◆ Passage given:
__________
GABBY - We awoke from our slumber with enough time to make it to the
breakfast we signed up for the day before.
The breakfast was placed outside for us on a picnic bench. Ben had an omelet with bacon, mushrooms,
cheese and tomatoes, and I had the muesli, fruit, and yogurt. It was a breakfast that jump started our day
that would be filled with a series of adventures. Low tide dictated our morning plans of
walking the beach. We drove our car to a
parking lot that was unknowingly a hot spot for paragliding. The day could not have been more perfect for
paragliding and beaching, but it was just about deserted. We climbed down the tower of wooden steps
cutting into the cliff to the sandy paradise below. Walking hand in hand down the beach, Ben and
I admired the mussels, colorful, vacant shells, and sea glass. We got to talking about making a lamp shade
out of sea glass. That conversation was
enough to send us off in all sorts of directions collecting as many pieces of
sea glass as we could spot. In the back
of my mind I knew that we would be carrying everything we picked up in our
packs, but I kept on collecting. We
filled Ben’s pockets with an impressive amount of brown and green sea glass and
some opal shells that made the “you’re pretty, we’ll keep you” cut. Finally we settled in one spot and read about
5 pages before realizing that the time had escaped us. We were looking forward to a hike that Paul,
the Fairy Knowe owner suggested that was going to take 4 hours. Before leaving, we admired some experienced
paragliders who played off the wind and discovered a dead dolphin up the beach
from us. We climbed the same steps to
our car. When we reached the top, we
were enlightened by the fact that the paragliders were taking off from the
patch of grass right next to where we parked Maria. They were gaining control, running, and
gliding off the mountain we had just hiked up.
__________
◆ Exercise set:
(1) Answer these about the beach-day account:
(a) What was in Ben's omelet?
(b) What colors was the sea glass that filled Ben's pockets?
(c) How long was the hike Paul suggested going to take?
(2) Please scale the listing between the lines holding "the wooden coffee" and "<point>847,627</point>", inclusive. Give those lines again, requests included, with every coordinate in the answers multiplied by 0.4 and rounded to whole numbers, halves up.
__________
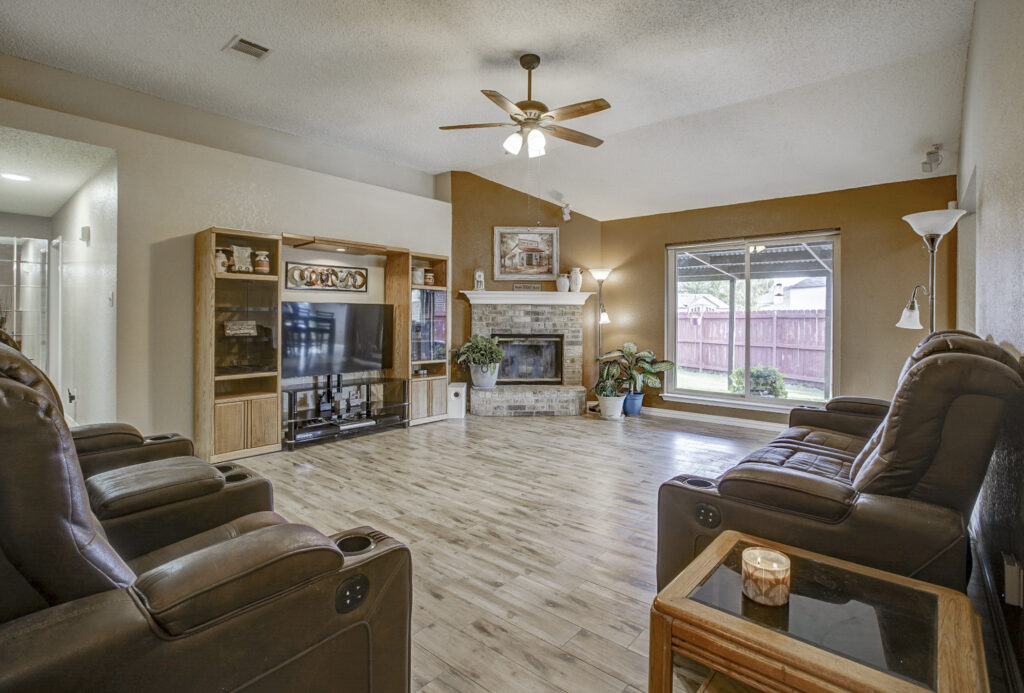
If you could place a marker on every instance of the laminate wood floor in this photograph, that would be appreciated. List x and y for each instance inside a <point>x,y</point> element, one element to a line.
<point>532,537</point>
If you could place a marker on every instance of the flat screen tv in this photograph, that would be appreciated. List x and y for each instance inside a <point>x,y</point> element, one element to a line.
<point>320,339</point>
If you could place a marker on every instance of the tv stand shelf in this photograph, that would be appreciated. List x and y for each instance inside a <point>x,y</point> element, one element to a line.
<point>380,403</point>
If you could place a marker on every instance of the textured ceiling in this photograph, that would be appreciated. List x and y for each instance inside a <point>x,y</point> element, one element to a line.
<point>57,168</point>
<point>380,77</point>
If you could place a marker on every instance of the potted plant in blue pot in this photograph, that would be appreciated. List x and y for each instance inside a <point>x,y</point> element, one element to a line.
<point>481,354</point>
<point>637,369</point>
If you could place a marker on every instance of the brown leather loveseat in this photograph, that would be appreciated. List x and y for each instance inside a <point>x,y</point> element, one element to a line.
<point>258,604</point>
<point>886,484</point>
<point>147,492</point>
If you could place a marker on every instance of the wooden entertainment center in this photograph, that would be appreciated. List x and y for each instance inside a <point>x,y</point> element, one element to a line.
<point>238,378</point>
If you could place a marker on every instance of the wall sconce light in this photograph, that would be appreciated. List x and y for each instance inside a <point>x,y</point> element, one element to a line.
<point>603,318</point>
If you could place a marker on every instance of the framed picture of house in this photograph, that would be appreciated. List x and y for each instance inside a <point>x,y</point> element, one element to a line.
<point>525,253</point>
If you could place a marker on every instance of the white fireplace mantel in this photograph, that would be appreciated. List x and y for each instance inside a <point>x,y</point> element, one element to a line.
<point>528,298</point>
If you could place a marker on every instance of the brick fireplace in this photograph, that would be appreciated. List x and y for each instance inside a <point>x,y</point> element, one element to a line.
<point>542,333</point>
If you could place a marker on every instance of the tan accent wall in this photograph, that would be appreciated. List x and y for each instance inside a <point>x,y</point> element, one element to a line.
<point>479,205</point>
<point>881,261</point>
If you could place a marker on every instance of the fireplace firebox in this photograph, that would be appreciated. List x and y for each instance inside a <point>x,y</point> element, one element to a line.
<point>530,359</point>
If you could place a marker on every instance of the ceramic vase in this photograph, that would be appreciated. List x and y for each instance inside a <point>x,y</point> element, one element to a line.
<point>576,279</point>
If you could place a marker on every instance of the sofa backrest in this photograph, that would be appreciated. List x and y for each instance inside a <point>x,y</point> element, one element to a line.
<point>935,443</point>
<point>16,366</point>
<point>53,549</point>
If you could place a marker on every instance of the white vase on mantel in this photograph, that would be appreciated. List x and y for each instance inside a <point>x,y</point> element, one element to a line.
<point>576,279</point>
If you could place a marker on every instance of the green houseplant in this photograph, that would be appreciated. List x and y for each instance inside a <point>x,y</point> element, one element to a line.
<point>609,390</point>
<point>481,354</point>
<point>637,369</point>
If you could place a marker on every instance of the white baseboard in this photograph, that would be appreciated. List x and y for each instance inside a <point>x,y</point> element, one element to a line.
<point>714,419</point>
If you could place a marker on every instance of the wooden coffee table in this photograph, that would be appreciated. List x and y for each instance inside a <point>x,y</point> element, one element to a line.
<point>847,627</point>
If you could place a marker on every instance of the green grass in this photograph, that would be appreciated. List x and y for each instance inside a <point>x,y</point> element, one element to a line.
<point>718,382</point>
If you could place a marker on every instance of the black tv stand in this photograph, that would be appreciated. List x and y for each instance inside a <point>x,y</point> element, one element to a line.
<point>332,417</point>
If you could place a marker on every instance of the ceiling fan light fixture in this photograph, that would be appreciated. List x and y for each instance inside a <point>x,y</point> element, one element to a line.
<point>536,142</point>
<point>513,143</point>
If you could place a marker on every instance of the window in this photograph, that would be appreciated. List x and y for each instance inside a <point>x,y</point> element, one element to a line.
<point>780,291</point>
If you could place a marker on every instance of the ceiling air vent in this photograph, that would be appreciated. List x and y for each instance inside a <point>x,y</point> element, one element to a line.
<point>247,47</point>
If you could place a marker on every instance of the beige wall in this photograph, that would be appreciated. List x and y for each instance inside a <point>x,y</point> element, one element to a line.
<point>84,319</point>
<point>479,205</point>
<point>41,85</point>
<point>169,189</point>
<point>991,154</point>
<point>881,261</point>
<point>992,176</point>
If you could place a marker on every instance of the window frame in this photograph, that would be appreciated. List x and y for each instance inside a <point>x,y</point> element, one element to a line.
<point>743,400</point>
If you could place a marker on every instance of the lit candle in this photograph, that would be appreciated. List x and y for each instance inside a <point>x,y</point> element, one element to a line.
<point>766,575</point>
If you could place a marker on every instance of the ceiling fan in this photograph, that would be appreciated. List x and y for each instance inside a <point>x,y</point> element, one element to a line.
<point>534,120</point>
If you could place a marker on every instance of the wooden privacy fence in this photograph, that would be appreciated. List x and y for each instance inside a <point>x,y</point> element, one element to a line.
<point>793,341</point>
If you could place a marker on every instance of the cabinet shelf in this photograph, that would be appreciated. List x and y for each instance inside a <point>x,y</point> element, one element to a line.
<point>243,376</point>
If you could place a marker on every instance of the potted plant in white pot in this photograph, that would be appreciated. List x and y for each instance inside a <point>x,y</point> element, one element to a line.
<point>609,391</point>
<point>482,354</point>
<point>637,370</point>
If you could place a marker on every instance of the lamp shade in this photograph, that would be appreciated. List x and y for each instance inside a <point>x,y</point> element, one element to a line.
__________
◆ Solution set:
(1)
(a) Bacon, mushrooms, cheese and tomatoes.
(b) Brown and green.
(c) 4 hours.

(2)
If you could place a marker on every instance of the wooden coffee table in this photograph, that would be appreciated. List x and y for each instance inside a <point>x,y</point> element, one element to a line.
<point>339,251</point>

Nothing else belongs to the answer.